* _GOAL OF THE EXERCISE_: Copy everything from the line containing "Locate every green" down to the line containing "938, 500, 1000, 518", requests included, and decrease each bounding box coordinate in the answers by 68. Keep the format samples unchanged.

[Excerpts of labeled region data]

------------

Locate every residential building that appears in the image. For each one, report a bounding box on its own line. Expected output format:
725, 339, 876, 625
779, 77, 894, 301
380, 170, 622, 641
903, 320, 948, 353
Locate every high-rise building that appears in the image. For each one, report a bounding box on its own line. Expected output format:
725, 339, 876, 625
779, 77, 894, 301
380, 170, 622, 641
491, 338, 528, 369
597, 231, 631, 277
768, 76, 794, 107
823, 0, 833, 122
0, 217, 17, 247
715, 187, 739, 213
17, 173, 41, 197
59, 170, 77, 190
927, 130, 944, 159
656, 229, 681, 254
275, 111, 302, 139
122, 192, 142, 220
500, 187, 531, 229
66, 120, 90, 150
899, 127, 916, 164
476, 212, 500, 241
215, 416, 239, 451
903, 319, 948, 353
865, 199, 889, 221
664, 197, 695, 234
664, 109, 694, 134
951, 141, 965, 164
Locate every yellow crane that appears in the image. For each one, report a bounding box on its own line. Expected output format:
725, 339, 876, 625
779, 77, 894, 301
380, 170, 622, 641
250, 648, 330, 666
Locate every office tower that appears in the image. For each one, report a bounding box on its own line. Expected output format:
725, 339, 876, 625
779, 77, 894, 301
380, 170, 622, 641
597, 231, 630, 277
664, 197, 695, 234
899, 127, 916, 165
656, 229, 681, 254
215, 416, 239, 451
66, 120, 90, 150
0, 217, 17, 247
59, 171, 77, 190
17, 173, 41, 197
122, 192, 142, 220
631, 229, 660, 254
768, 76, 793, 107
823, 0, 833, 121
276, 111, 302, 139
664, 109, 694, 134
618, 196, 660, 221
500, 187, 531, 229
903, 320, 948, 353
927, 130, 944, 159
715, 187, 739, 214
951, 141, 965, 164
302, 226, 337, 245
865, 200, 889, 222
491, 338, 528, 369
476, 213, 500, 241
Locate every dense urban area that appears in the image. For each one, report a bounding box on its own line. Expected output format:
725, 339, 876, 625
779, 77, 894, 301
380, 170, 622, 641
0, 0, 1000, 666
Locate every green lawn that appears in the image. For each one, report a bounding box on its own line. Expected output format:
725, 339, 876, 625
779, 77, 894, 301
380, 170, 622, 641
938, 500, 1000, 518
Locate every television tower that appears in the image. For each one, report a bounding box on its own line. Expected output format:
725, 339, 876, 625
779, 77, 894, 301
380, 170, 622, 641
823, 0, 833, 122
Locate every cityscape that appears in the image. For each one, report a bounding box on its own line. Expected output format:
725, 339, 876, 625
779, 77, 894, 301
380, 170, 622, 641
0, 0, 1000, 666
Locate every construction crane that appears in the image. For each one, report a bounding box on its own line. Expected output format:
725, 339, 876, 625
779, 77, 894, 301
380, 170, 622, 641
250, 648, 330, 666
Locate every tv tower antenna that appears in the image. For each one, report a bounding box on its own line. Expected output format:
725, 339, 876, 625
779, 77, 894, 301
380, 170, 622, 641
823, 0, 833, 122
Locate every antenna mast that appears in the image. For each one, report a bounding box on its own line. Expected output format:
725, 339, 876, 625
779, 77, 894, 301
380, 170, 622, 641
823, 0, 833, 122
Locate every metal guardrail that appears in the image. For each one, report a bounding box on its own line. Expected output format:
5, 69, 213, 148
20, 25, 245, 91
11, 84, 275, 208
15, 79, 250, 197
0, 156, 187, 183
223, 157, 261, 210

------------

* _RESPONSE_:
Locate every green lawn that appears in the image. For each one, report a bounding box on its own line. Expected output format:
725, 339, 876, 625
779, 77, 894, 301
380, 170, 622, 641
870, 432, 932, 450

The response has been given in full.